(Referring expression pointing data)
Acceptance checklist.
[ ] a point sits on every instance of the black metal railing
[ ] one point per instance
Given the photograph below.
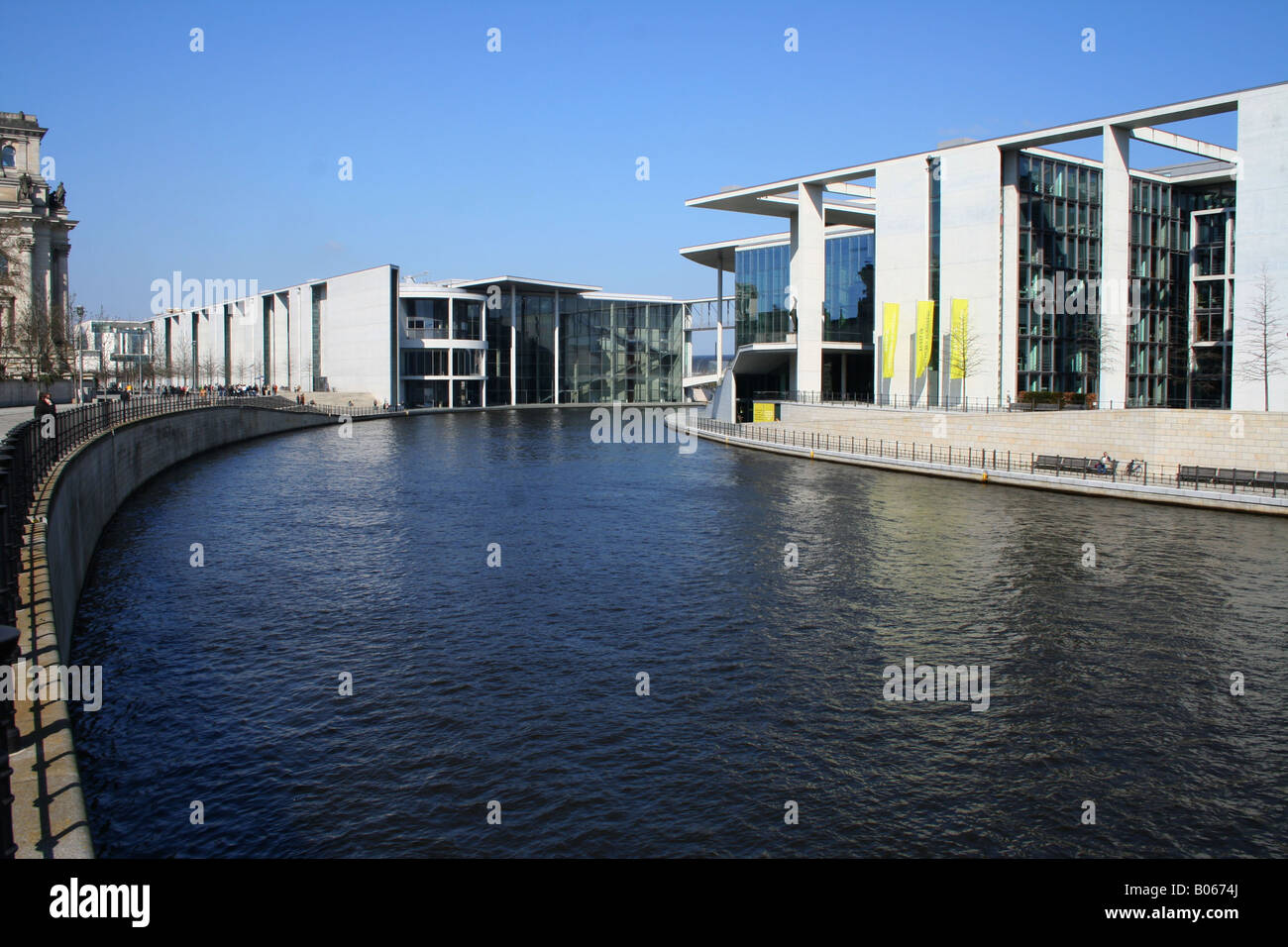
(909, 403)
(27, 454)
(1009, 462)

[WHAT THIS TASK INVOLVES]
Search the data for the string "instance". List each line that has it.

[THE COMPLETED TASK]
[ ] a point sits on every instance of the black metal railing
[ ] one point per instance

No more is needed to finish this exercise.